Task item
Leave the pictures out. Retype exactly the lines below from the one containing "[tag] one dot per instance, sample [253,382]." through the one containing "staff with a dot.", and no others.

Data supplied
◆ ◆ ◆
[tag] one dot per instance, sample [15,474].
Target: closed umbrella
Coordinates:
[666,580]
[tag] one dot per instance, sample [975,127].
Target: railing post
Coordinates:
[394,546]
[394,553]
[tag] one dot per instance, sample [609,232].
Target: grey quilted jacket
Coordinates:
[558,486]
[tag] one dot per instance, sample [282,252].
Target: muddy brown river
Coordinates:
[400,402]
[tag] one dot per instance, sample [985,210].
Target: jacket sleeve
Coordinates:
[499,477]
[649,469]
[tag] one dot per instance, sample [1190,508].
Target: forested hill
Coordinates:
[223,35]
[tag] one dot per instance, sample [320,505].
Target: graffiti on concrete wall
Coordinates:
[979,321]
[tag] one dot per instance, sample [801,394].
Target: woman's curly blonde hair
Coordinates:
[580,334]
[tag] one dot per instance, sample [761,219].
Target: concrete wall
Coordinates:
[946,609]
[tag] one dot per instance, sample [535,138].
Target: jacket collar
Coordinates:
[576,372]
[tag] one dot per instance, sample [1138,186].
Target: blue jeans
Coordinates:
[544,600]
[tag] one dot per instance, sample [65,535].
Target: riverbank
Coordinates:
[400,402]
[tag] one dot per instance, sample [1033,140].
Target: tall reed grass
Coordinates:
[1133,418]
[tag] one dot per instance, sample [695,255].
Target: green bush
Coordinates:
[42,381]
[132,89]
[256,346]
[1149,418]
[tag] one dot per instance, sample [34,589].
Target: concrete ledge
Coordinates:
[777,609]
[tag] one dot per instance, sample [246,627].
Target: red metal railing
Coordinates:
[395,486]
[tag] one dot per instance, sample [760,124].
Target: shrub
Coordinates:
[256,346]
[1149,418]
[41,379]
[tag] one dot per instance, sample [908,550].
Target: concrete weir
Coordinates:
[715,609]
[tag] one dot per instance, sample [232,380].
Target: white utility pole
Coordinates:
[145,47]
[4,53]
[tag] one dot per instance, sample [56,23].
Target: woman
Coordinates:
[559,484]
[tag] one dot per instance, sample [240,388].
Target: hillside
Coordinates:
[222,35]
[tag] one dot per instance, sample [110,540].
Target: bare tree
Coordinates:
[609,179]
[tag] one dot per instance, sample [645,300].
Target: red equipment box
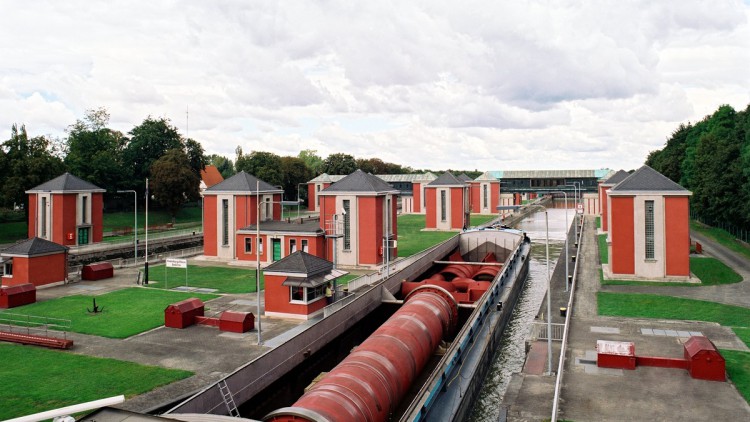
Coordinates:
[615,354]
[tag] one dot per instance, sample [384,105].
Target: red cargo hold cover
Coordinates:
[97,271]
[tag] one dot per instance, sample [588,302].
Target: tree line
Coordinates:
[711,158]
[156,150]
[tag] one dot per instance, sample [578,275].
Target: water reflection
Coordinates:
[510,357]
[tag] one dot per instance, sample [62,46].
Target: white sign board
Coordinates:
[176,263]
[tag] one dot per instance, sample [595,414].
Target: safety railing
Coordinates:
[152,258]
[564,345]
[34,325]
[539,331]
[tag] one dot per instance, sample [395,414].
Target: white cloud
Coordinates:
[429,84]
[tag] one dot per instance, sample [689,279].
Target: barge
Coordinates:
[426,362]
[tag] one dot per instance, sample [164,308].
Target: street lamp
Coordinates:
[257,252]
[135,224]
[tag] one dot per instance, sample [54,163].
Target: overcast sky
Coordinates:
[485,85]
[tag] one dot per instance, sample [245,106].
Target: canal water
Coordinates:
[510,357]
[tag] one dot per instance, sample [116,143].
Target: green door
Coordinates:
[83,236]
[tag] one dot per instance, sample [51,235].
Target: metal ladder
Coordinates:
[226,395]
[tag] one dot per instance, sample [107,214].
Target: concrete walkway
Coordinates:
[737,294]
[590,393]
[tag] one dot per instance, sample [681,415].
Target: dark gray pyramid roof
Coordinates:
[446,179]
[34,246]
[243,182]
[301,263]
[616,178]
[648,179]
[66,182]
[360,181]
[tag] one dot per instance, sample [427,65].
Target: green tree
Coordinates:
[95,152]
[339,163]
[174,181]
[148,142]
[223,164]
[312,160]
[295,173]
[263,165]
[28,162]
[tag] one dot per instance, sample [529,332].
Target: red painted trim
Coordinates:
[210,225]
[622,234]
[677,232]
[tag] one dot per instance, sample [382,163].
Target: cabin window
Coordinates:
[44,217]
[443,206]
[347,226]
[84,209]
[649,229]
[224,222]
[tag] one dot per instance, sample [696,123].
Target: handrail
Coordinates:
[563,346]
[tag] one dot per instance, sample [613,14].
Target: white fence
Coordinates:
[152,258]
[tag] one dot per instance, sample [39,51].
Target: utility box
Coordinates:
[615,354]
[12,296]
[705,361]
[236,322]
[182,314]
[97,271]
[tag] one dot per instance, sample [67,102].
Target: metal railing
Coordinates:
[539,331]
[152,258]
[566,331]
[36,325]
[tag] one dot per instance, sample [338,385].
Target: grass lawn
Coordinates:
[710,270]
[124,219]
[39,379]
[738,368]
[125,312]
[412,240]
[603,250]
[667,307]
[721,236]
[224,279]
[13,231]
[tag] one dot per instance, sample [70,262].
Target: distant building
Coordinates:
[418,188]
[358,214]
[36,261]
[485,194]
[649,233]
[447,200]
[210,176]
[66,210]
[296,285]
[523,185]
[605,186]
[410,187]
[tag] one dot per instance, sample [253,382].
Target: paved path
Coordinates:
[590,393]
[737,294]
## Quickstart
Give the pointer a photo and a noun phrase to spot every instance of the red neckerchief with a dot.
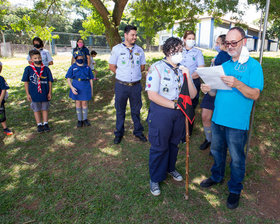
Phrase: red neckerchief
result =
(38, 75)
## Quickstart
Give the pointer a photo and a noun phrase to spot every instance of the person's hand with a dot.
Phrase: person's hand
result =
(29, 98)
(205, 88)
(230, 81)
(195, 75)
(74, 90)
(185, 70)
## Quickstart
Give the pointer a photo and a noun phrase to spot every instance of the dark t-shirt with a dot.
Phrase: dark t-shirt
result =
(30, 76)
(84, 50)
(3, 85)
(221, 58)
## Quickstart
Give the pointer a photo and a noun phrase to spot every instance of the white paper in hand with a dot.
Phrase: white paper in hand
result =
(212, 77)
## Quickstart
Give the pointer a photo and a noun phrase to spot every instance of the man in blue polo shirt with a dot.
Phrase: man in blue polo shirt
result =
(127, 61)
(231, 116)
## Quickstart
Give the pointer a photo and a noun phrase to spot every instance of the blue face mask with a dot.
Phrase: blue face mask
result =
(80, 61)
(217, 48)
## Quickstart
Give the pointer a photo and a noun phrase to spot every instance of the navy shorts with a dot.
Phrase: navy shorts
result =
(208, 102)
(39, 106)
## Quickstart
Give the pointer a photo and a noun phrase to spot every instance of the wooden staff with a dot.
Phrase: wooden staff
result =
(187, 159)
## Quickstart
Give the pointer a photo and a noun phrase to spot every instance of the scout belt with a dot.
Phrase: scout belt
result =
(127, 83)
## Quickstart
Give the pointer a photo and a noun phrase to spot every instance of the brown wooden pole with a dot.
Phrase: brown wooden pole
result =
(187, 158)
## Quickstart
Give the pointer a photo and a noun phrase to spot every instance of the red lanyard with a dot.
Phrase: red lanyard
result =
(38, 76)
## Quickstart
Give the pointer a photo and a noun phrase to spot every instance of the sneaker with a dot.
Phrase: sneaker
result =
(86, 122)
(176, 176)
(233, 200)
(209, 182)
(40, 128)
(204, 145)
(46, 128)
(7, 131)
(80, 124)
(154, 188)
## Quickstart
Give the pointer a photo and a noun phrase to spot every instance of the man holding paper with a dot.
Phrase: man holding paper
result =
(231, 116)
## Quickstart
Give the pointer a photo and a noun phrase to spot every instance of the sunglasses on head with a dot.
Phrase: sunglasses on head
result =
(232, 43)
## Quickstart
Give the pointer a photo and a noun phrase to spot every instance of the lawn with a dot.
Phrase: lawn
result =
(72, 175)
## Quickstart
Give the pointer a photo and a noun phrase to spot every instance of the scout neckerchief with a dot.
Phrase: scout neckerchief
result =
(175, 69)
(38, 75)
(130, 53)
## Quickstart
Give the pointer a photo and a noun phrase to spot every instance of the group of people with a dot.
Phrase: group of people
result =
(225, 113)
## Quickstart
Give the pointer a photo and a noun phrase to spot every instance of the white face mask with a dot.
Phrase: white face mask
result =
(244, 55)
(177, 58)
(190, 43)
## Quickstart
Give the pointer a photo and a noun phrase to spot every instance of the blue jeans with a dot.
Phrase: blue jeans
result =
(133, 94)
(235, 140)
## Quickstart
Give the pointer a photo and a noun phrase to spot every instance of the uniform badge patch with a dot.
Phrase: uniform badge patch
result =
(165, 90)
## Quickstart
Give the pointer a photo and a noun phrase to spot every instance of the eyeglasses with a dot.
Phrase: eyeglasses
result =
(232, 43)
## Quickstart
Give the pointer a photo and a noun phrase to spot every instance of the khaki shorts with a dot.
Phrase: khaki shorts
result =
(39, 106)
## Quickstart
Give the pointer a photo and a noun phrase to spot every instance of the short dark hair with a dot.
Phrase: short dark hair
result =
(34, 52)
(187, 33)
(78, 41)
(170, 45)
(223, 38)
(39, 40)
(93, 52)
(241, 31)
(127, 28)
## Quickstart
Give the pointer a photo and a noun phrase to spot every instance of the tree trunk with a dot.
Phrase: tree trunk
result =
(111, 22)
(112, 36)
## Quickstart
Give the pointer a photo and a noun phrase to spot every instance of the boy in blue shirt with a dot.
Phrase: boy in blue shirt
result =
(38, 80)
(3, 92)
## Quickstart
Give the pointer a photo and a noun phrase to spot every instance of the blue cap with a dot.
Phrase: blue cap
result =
(77, 53)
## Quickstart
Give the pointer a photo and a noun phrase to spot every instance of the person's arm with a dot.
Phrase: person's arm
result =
(26, 86)
(207, 89)
(191, 86)
(113, 68)
(2, 96)
(160, 100)
(72, 60)
(50, 91)
(251, 93)
(73, 89)
(88, 60)
(91, 86)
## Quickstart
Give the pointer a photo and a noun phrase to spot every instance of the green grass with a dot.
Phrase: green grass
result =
(78, 176)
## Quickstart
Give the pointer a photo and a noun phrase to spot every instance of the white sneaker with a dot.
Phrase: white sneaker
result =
(154, 188)
(176, 176)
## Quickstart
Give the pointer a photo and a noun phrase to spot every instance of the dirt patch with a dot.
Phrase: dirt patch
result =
(267, 191)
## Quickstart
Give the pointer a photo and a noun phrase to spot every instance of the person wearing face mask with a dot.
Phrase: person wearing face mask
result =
(207, 103)
(82, 48)
(38, 80)
(192, 59)
(45, 54)
(79, 77)
(128, 61)
(231, 116)
(165, 120)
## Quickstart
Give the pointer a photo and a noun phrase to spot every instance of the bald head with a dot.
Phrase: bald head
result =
(235, 40)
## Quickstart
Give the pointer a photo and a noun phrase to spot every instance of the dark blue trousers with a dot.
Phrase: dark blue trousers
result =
(165, 131)
(122, 94)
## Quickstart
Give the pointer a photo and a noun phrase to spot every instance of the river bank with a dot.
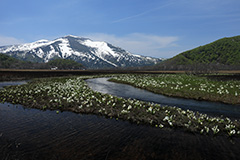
◆ ◆ ◆
Result
[tag] one dot per instance, sample [253,382].
Target: paved path
Coordinates:
[590,393]
[737,294]
## Quickstart
Give the pointer a photo and a noun phrase to spot every instance of the red neckerchief with a dot.
Phrase: red neckerchief
result =
(38, 75)
## Quickstart
Give the pointer a photo and a noun phrase to spot every instance of the person's hand with a dot.
Phrase: person's hand
result =
(29, 98)
(205, 88)
(230, 81)
(195, 75)
(74, 90)
(185, 70)
## Quickstart
Give the pointer a photo and a noun phrase to spot every instance of the dark t-shirt with a dot.
Phrase: dark t-shirt
result =
(30, 76)
(84, 50)
(3, 85)
(221, 58)
## Quickstart
Give the pointer a photo and a noun phrase to spot every instance of the white paper in hand with a dot.
Phrase: white paper in hand
result =
(212, 77)
## Quickstart
Give the pointer a photo and a noun phrase to spot every instance of the man in blue polo shirt with a dot.
Phrase: man in blue polo shirt
result =
(127, 61)
(231, 116)
## Quickstart
Give the pointer a photo and a noun phrase to spot every instance of the blue face mask with a dot.
Phrase: blue face mask
result =
(80, 61)
(217, 48)
## Quickstart
Give the pointer a photo and a noun phrase to spot every instance of the navy shorts with a dot.
Phrase: navy shorts
result =
(208, 102)
(39, 106)
## Quickstart
Give the pointer a photo and a noun phrase to spot every instance of the wooden staff with a dot.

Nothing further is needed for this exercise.